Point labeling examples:
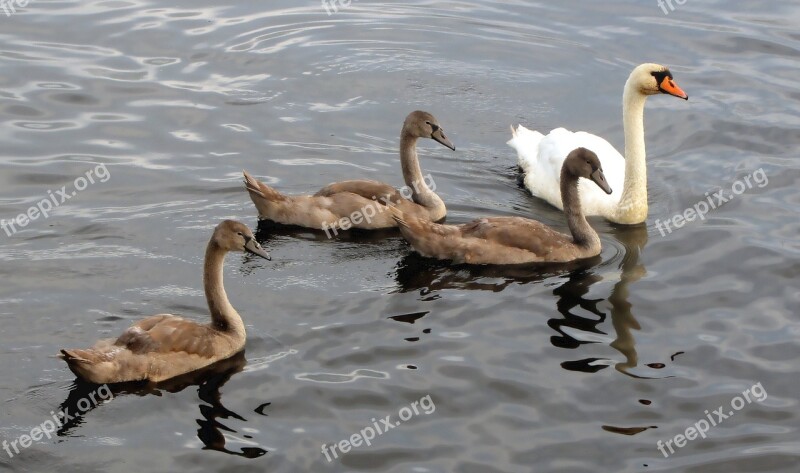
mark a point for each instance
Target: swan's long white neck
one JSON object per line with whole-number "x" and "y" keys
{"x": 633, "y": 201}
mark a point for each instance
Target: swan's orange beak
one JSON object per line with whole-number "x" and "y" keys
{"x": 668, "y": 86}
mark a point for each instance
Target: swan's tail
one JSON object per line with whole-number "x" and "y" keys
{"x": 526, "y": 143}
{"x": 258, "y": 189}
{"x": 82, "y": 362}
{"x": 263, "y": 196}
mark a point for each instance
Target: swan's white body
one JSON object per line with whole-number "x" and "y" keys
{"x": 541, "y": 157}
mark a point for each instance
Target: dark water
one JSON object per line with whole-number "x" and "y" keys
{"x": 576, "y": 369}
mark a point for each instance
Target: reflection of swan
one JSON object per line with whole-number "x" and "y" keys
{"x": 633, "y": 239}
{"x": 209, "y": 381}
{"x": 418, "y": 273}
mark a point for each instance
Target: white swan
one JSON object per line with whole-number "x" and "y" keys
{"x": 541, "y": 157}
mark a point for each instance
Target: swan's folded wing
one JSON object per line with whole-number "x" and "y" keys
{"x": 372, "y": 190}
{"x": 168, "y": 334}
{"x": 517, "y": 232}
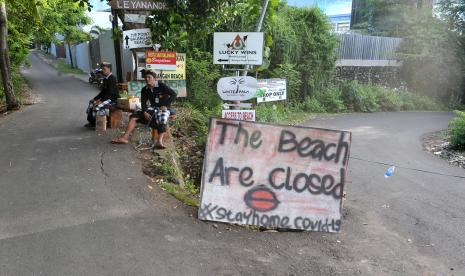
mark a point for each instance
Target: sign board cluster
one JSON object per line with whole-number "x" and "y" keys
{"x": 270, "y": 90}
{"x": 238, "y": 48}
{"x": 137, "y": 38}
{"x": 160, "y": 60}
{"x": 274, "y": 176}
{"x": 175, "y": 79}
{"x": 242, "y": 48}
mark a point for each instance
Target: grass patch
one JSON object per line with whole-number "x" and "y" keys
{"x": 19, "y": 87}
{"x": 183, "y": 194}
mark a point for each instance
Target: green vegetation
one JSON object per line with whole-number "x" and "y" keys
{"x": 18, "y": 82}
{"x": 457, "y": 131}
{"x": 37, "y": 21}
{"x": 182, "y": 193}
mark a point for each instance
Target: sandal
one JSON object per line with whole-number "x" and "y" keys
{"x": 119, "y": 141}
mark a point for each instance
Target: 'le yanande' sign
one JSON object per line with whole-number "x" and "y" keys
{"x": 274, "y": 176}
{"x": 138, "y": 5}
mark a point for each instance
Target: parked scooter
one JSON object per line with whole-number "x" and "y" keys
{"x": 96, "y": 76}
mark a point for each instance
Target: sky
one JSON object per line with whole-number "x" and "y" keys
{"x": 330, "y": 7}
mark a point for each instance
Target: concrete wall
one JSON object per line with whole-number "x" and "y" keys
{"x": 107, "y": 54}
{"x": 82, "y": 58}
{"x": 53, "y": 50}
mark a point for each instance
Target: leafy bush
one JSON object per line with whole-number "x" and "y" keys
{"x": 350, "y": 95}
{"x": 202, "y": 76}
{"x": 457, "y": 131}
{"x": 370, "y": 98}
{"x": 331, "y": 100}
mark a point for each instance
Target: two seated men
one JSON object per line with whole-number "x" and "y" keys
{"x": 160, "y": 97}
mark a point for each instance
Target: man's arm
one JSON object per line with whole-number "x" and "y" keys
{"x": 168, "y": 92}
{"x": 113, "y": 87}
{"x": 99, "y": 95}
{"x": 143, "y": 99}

→ What you have to do:
Print the whole listing above once more, word for word, without its pictures.

→ Task result:
mark a point for each instance
Target: swan's long white neck
one JSON object per line with whole-number "x" and "y" keys
{"x": 633, "y": 201}
mark a point for each instance
Target: swan's orange beak
one JSON object per line with whole-number "x" and "y" keys
{"x": 668, "y": 86}
mark a point for each instance
Target: swan's tail
one JSON object per line with whole-number "x" and "y" keys
{"x": 526, "y": 143}
{"x": 258, "y": 189}
{"x": 82, "y": 362}
{"x": 263, "y": 196}
mark a point for each instance
Target: swan's white body
one JSON object per line with whole-number "x" and "y" keys
{"x": 541, "y": 157}
mark a point for each instance
Target: dark water
one JSON object per line with whole-number "x" and "y" keys
{"x": 576, "y": 369}
mark a point for each instance
Target: reflection of swan
one JSON object per line with whole-number "x" and "y" keys
{"x": 633, "y": 239}
{"x": 209, "y": 381}
{"x": 418, "y": 273}
mark a point for each instance
Target: white swan
one JSON object per line with whole-number "x" and "y" keys
{"x": 541, "y": 157}
mark a point for each instance
Target: swan's folded wing
one JSON object per line with whole-number "x" and "y" keys
{"x": 372, "y": 190}
{"x": 168, "y": 334}
{"x": 517, "y": 232}
mark a point for each instance
Target: sign board cluster
one JSON object per line with whole-number "x" and "y" keys
{"x": 270, "y": 90}
{"x": 238, "y": 48}
{"x": 137, "y": 38}
{"x": 160, "y": 60}
{"x": 274, "y": 176}
{"x": 175, "y": 79}
{"x": 242, "y": 48}
mark a point for each instance
Target: grass patch
one JSON object per line with whole-number "x" and "y" keys
{"x": 19, "y": 87}
{"x": 183, "y": 194}
mark a point for each instance
Target: green vegetation
one JSON object per line with whole-number "x" and "y" keys
{"x": 18, "y": 82}
{"x": 457, "y": 131}
{"x": 37, "y": 21}
{"x": 182, "y": 193}
mark a point for each instance
Target: sandal
one JSON object per line with whole-number "x" and "y" keys
{"x": 119, "y": 141}
mark a point for each instance
Target: 'le yanande' sign
one JSON object per line with whole-number "x" and "y" keys
{"x": 274, "y": 176}
{"x": 138, "y": 5}
mark a point for each instance
Target: parked scooter
one JSON object per line with whole-number "x" and "y" keys
{"x": 96, "y": 76}
mark a point for each instance
Target: sky
one JSON object per line with whole-number "x" and "y" keys
{"x": 330, "y": 7}
mark a point for each instance
Target: concrete wall
one JSON object per line with whole-number "x" and "y" keys
{"x": 107, "y": 54}
{"x": 82, "y": 58}
{"x": 53, "y": 50}
mark a point for each instance
Target: leafy bush
one JSON object per line with whole-number "x" and "y" keys
{"x": 350, "y": 95}
{"x": 202, "y": 76}
{"x": 457, "y": 131}
{"x": 370, "y": 98}
{"x": 331, "y": 100}
mark a point for each instance
Target: two seated men
one JSON object per line with whole-number "x" and "y" keys
{"x": 160, "y": 97}
mark a point for each instance
Target: man's arm
one JSON object per line with whole-number "x" and "y" keys
{"x": 168, "y": 92}
{"x": 113, "y": 87}
{"x": 99, "y": 95}
{"x": 143, "y": 99}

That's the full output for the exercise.